§ Prompt: Please render every line of the records below as a Markdown table with two columns, Index for the row number and Entry for the line, and skip any blank lines. Leave the pictures out of the table.

---------- Exercise inputs

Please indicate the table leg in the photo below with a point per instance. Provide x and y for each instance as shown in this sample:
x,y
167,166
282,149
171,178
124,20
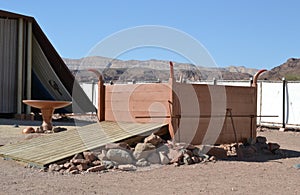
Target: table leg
x,y
47,118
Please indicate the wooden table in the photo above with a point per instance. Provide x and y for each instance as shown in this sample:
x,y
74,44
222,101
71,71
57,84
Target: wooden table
x,y
47,108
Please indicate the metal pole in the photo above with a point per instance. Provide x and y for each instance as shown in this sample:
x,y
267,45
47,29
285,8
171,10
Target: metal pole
x,y
29,65
20,67
283,101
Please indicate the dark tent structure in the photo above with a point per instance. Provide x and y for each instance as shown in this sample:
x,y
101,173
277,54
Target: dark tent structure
x,y
31,68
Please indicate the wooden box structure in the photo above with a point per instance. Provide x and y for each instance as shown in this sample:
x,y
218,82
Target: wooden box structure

--------------------

§ Task result:
| Index | Entry |
|---|---|
| 1 | Please indicate the table leg in the photo below with a point per instance. Provide x and y for each instance as shown in this sample: |
| 2 | x,y |
| 3 | 167,166 |
| 4 | 282,149 |
| 5 | 171,178 |
| 6 | 124,20 |
| 7 | Target: table leg |
| 8 | x,y |
| 9 | 47,118 |
| 10 | Please indicate the wooden table in the photo above with a point per instance. Provide x and y for each instance as shown in this sample: |
| 11 | x,y |
| 12 | 74,44 |
| 13 | 222,101 |
| 14 | 71,71 |
| 15 | 57,84 |
| 16 | Target: wooden table |
| 17 | x,y |
| 18 | 47,108 |
| 19 | Please indicate the metal pole in the photo above with a point per instance. Provide x and y for each instance as shown in this sample: |
| 20 | x,y |
| 21 | 267,45 |
| 22 | 47,29 |
| 23 | 285,8 |
| 24 | 171,10 |
| 25 | Target: metal pole |
| 26 | x,y |
| 27 | 29,65 |
| 28 | 20,67 |
| 29 | 283,101 |
| 30 | Please indicate the dark tent structure in the photo above with a point per instance. Provide x and y for each instance as shown in this sample: |
| 31 | x,y |
| 32 | 101,173 |
| 33 | 277,54 |
| 34 | Target: dark tent structure |
| 35 | x,y |
| 36 | 31,68 |
| 37 | Please indicate the wooden box structure in the photo above with a point per instance. Provide x and y for each instance as shown in this sample: |
| 38 | x,y |
| 39 | 218,82 |
| 40 | Target: wooden box structure |